*Task goal*
Output all of the data below exactly as given.

*Data to use*

# # # # # # #

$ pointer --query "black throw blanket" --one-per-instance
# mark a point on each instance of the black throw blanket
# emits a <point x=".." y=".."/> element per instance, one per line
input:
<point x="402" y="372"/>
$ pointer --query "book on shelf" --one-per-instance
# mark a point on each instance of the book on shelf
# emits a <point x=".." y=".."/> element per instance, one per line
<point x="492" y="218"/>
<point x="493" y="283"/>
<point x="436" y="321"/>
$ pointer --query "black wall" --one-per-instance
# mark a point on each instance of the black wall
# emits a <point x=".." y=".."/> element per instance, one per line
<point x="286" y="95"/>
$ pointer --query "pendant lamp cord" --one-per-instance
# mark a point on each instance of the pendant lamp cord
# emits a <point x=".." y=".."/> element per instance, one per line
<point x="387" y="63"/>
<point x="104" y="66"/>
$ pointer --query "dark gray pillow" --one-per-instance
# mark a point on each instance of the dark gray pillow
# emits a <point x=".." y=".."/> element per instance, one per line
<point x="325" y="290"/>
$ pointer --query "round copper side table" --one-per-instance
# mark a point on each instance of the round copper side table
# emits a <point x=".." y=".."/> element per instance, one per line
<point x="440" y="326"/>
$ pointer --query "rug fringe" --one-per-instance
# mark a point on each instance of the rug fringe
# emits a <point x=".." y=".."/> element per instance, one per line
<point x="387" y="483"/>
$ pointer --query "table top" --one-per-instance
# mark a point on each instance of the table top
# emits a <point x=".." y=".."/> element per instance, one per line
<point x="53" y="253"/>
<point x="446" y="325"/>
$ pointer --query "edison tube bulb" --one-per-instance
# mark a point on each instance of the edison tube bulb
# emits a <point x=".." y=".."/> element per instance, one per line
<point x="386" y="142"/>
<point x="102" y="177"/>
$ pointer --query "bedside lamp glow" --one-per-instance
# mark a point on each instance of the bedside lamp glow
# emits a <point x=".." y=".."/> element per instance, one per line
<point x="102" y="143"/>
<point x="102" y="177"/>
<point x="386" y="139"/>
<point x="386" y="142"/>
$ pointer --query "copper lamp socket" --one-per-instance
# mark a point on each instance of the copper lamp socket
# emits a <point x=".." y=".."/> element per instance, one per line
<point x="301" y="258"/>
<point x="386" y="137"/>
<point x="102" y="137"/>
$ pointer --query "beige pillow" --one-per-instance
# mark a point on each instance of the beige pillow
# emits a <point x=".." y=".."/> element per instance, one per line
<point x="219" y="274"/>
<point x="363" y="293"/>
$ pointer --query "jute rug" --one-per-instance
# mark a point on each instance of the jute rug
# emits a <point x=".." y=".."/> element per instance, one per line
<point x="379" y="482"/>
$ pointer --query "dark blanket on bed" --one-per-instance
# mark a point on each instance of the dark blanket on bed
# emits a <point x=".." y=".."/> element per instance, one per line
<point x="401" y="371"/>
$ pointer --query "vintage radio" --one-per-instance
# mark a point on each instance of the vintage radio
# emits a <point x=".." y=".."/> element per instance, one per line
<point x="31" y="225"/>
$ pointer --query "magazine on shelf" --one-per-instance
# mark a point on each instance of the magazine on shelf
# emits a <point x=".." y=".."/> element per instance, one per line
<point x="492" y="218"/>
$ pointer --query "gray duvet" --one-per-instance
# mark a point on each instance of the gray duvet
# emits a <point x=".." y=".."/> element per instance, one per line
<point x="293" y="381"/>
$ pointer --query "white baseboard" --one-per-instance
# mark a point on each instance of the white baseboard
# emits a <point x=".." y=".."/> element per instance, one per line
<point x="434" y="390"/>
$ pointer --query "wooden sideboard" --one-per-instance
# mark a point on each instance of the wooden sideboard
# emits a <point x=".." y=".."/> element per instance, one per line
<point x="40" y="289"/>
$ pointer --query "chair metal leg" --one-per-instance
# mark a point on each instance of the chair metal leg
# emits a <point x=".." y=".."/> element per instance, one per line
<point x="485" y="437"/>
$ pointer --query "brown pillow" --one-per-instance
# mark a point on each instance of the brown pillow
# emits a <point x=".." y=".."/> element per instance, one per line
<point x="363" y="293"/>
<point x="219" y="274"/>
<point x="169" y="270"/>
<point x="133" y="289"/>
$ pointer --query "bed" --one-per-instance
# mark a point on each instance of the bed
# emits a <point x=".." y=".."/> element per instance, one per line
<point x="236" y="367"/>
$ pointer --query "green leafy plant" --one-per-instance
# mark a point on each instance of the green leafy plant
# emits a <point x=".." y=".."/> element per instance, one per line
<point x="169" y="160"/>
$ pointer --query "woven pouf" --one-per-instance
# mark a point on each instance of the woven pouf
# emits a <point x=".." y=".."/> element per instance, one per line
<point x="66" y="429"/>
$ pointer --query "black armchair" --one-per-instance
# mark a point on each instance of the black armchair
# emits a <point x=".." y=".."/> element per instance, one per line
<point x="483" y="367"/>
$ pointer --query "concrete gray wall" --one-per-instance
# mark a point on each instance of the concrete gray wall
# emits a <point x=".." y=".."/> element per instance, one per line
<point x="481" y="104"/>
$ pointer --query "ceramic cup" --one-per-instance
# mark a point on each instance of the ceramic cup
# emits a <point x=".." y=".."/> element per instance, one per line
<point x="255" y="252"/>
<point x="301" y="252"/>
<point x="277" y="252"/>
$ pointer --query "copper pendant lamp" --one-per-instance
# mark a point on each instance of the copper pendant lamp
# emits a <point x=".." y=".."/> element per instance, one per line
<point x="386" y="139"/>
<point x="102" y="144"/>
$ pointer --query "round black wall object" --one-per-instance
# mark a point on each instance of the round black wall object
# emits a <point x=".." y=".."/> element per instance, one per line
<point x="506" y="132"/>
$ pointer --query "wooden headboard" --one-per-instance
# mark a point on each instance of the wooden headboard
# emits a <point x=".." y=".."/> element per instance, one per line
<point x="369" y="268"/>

# # # # # # #

*Full solution*
$ pointer --query "black throw blanket" --one-per-instance
# mark a point on each instance of the black throw blanket
# emits a <point x=".." y=".."/> element per instance, one per line
input:
<point x="402" y="372"/>
$ pointer --query "book on shelf" --one-per-instance
# mark a point on each instance of the book on shelf
# emits a <point x=".." y=".."/> element per instance, one per line
<point x="492" y="218"/>
<point x="493" y="283"/>
<point x="436" y="321"/>
$ pointer --query "black wall" --one-per-instance
# mark a point on each instance of the black wall
# emits a <point x=".." y=".."/> element per instance, one per line
<point x="286" y="95"/>
$ pointer --query "pendant lamp cord" --one-per-instance
# mark a point on each instance of the pendant lamp cord
# emits a <point x=".." y=".."/> element per instance, one per line
<point x="387" y="63"/>
<point x="104" y="66"/>
$ pointer --query "dark gray pillow" --one-per-instance
# mark a point on each instance of the dark gray pillow
# emits a <point x=".." y=".."/> element per instance, one per line
<point x="325" y="290"/>
$ pointer --query "round copper side table" --one-per-instance
# mark a point on each instance of the round copper side table
# emits a <point x=".." y=".."/> element per instance, one per line
<point x="440" y="326"/>
$ pointer --query "rug fringe" --one-per-instance
# mark a point on each instance of the rug fringe
# emits a <point x=".." y=".."/> element per instance, one per line
<point x="387" y="483"/>
$ pointer --query "table top" --one-per-instance
# mark a point on each instance of the table top
# emits a <point x=".." y=".."/> element per instance, one per line
<point x="53" y="253"/>
<point x="446" y="325"/>
$ pointer --query "edison tube bulb" --one-per-instance
# mark a point on each instance of the edison tube bulb
# emits a <point x=".." y=".."/> element per instance, one per line
<point x="386" y="142"/>
<point x="102" y="177"/>
$ pointer --query "bedside lamp glow" --one-per-instance
# mark a point on each instance of the bedside lamp glow
# emits a <point x=".." y=".."/> element per instance, one per line
<point x="102" y="143"/>
<point x="102" y="177"/>
<point x="386" y="139"/>
<point x="386" y="142"/>
$ pointer --query "copper lamp socket" --one-per-instance
# mark a point on each instance of the copper lamp socket
# emits a <point x=".." y=".."/> element per instance, one per line
<point x="301" y="258"/>
<point x="386" y="137"/>
<point x="102" y="137"/>
$ pointer --query "beige pillow" --one-per-instance
# mark a point on each instance of the beige pillow
# emits a <point x=".." y=".."/> element per instance, one per line
<point x="219" y="274"/>
<point x="363" y="293"/>
$ pointer --query "jute rug" --one-per-instance
# mark a point on each instance of the jute rug
# emits a <point x=".." y=".."/> element per instance, one per line
<point x="379" y="482"/>
$ pointer --query "dark blanket on bed" --one-per-instance
# mark a point on each instance of the dark blanket on bed
# emits a <point x=".." y=".."/> element per instance, one per line
<point x="401" y="371"/>
$ pointer --query "vintage radio" --one-per-instance
# mark a point on each instance of the vintage radio
# emits a <point x=".." y=".."/> element per instance, one per line
<point x="31" y="225"/>
$ pointer --query "magazine on shelf" --one-per-instance
# mark a point on each instance of the magazine on shelf
# emits a <point x=".." y=".."/> element per instance, one per line
<point x="492" y="218"/>
$ pointer --query "gray duvet" --one-per-instance
# mark a point on each instance of the gray duvet
# emits a <point x=".." y=".."/> element per instance, one per line
<point x="293" y="381"/>
$ pointer --query "white baseboard" --one-per-instance
# mark a point on each instance of the white baseboard
# emits a <point x=".." y=".."/> element per instance, one per line
<point x="434" y="390"/>
$ pointer --query "wooden sideboard" --one-per-instance
# mark a point on each instance of the wooden sideboard
# emits a <point x=".." y=".."/> element per instance, one per line
<point x="40" y="289"/>
$ pointer --query "chair metal leg" --one-per-instance
# mark a point on each instance of the chair metal leg
# emits a <point x=".." y=".."/> element per instance, one per line
<point x="485" y="437"/>
$ pointer --query "brown pillow" --one-per-instance
# mark a point on each instance of the brown pillow
# emits a <point x=".." y=".."/> element per instance, one per line
<point x="363" y="293"/>
<point x="219" y="274"/>
<point x="169" y="270"/>
<point x="133" y="289"/>
$ pointer --query "bed" --one-per-instance
# mark a point on each instance of the bed
# emits a <point x=".." y=".."/> element per instance, one per line
<point x="236" y="367"/>
$ pointer --query "green leafy plant" --one-per-instance
# mark a point on each instance of the green leafy plant
# emits a <point x=".." y=".."/> element per instance, one per line
<point x="169" y="160"/>
$ pointer --query "woven pouf" --one-per-instance
# mark a point on each instance of the woven pouf
# emits a <point x=".." y=".."/> element per instance, one per line
<point x="66" y="429"/>
$ pointer --query "black armchair" --one-per-instance
# mark a point on each instance of the black armchair
# emits a <point x=".." y=".."/> element per instance, one per line
<point x="483" y="367"/>
$ pointer --query "concrete gray wall" --one-per-instance
# mark a point on each instance of the concrete gray wall
# emits a <point x=".." y=".."/> element per instance, one per line
<point x="481" y="104"/>
$ pointer --query "ceramic cup" --one-per-instance
# mark a point on each instance of the ceramic cup
# emits a <point x=".." y=".."/> element per instance, one per line
<point x="255" y="252"/>
<point x="301" y="252"/>
<point x="277" y="252"/>
$ pointer --query "copper pendant lamp" --one-per-instance
# mark a point on each instance of the copper pendant lamp
# emits a <point x=".." y=".."/> element per instance, one per line
<point x="386" y="139"/>
<point x="102" y="144"/>
$ pointer --query "round black wall object" --one-per-instance
# mark a point on each instance of the round black wall object
# emits a <point x=".." y=".."/> element per instance, one per line
<point x="506" y="132"/>
$ pointer --query "wooden headboard" --one-per-instance
# mark a point on each instance of the wooden headboard
# emits a <point x=".." y=".."/> element per instance, one per line
<point x="369" y="268"/>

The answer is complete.